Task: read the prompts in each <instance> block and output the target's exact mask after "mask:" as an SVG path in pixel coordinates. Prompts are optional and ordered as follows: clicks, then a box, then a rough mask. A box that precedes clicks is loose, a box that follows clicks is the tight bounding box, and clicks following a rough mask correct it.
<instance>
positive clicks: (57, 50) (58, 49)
---
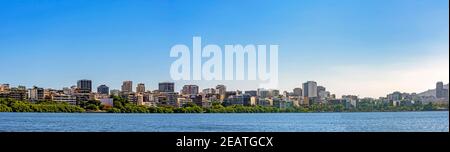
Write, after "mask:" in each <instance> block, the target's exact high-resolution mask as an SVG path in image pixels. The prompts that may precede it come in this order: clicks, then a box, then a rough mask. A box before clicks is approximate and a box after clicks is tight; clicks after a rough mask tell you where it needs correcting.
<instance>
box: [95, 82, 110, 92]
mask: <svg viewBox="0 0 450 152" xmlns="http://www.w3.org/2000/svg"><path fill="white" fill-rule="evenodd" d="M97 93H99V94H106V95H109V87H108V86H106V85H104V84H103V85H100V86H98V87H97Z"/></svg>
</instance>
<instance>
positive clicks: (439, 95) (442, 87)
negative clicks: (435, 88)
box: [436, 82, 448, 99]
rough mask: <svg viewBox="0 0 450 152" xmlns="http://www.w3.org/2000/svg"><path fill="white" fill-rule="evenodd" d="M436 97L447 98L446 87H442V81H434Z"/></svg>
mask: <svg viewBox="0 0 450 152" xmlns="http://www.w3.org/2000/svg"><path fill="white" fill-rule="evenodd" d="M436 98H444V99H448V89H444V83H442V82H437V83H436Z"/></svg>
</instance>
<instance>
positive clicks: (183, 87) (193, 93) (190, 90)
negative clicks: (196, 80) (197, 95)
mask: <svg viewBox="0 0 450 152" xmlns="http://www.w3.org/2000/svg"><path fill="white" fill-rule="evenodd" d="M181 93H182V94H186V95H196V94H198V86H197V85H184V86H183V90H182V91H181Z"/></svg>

-- ABOUT THIS TASK --
Switch "rough mask" to "coarse mask" everywhere from the line containing "Task: read the" down to the line containing "positive clicks: (57, 50) (58, 49)", and return only those lines with nothing else changed.

-- WRITTEN SOLUTION --
Task: read the prompts in each <instance> block and output the target's exact mask after "mask:" as an SVG path in pixel coordinates. Prompts are optional and ordered as follows: clicks, then a box, then a coarse mask. A box that precedes clicks is loose, a box that follows clicks is the tight bounding box, and clicks following a coarse mask correct it.
<instance>
positive clicks: (57, 50) (58, 49)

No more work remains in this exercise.